Object detection data
_____

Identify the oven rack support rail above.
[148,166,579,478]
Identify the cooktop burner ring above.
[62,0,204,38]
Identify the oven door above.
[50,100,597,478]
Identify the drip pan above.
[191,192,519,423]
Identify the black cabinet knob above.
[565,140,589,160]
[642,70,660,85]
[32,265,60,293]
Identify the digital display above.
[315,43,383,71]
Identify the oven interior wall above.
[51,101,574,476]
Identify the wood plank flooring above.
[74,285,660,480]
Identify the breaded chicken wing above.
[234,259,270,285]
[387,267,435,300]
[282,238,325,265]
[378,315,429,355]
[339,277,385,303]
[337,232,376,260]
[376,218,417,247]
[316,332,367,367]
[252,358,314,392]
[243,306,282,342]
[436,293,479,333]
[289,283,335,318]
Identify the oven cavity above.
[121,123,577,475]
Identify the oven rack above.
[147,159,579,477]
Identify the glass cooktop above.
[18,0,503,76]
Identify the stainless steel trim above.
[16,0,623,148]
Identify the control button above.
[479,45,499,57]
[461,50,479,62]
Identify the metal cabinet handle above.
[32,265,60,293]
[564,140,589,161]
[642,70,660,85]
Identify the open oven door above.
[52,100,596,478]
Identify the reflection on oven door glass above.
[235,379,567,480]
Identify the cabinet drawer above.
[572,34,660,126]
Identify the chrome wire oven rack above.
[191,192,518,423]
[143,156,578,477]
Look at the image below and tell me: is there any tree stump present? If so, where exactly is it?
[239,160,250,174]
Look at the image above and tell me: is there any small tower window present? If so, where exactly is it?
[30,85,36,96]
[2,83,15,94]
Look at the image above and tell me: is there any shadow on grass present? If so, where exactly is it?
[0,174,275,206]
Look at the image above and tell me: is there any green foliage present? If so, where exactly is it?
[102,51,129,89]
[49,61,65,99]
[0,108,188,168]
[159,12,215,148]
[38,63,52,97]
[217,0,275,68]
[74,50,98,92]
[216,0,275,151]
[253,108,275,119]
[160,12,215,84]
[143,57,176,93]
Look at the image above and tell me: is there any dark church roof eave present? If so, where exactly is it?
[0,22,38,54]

_____

▶ SHORT EXERCISE: Rewrite the lines above as a two-column CSV with the headers request and answer, giving one row per request. Put each request's text and its answer in their own quoted fields, and replace any line breaks with spaces.

▶ SOLUTION FOR THIS TASK:
request,answer
"Identify the oven rack support rail above.","[148,166,579,478]"
"Identify the cooktop burner ring above.","[62,0,204,38]"
"Identify the oven door above.","[50,100,597,478]"
"Identify the drip pan above.","[191,192,519,423]"
"Identify the black cabinet knob above.","[565,140,589,160] [642,70,660,85] [32,265,60,293]"
"Identify the digital display above.","[315,43,383,71]"
"Identify the oven interior wall above.","[51,101,574,476]"
"Identify the wood plank flooring above.","[74,285,660,480]"
"Identify the breaded chicken wing above.","[234,259,270,285] [387,267,435,300] [282,238,325,265] [378,315,429,355] [339,277,385,303] [337,232,376,260] [376,218,417,247] [316,332,367,367] [252,358,314,392] [243,306,282,342] [436,293,479,333] [289,283,335,318]"
"Identify the oven cavity above.","[121,123,577,475]"
"Identify the oven rack above.","[147,159,579,477]"
"Identify the glass cooktop above.","[18,0,503,76]"
"Identify the stainless steel trim above.","[16,0,623,148]"
"Identify the control button above.","[479,45,499,57] [461,50,479,62]"
"Identify the metal cabinet handle above.","[32,265,60,293] [564,140,589,161] [642,70,660,85]"
"Identify the open oven door above.","[52,100,596,478]"
"Identify the reflection on oven door glass above.","[235,379,567,480]"
"Identify the cabinet drawer above.","[572,34,660,126]"
"Identify the chrome wire oven rack above.","[191,192,518,423] [143,156,578,477]"
"Look at the image below and tell me: is there any tree stump present? If so, where exactly is it?","[239,160,250,174]"
"Look at the image above and tell me: is there any small tower window present? If so, where exactly is it?","[30,85,36,96] [2,83,15,94]"
"Look at the image above and tell me: is there any shadow on grass present? If so, where exactly is it?","[0,174,275,206]"
"Look at the image above and tell me: is there any green foliage present? If so, where exactly is it?","[102,51,129,89] [49,61,65,99] [0,108,188,168] [159,12,215,148] [38,63,52,97] [217,0,275,68] [74,50,98,92] [216,0,275,151] [253,108,275,119] [160,12,215,84] [143,57,176,93]"
"Look at the image above and tell me: is there any dark church roof eave present? If so, where exactly is it?","[0,22,38,54]"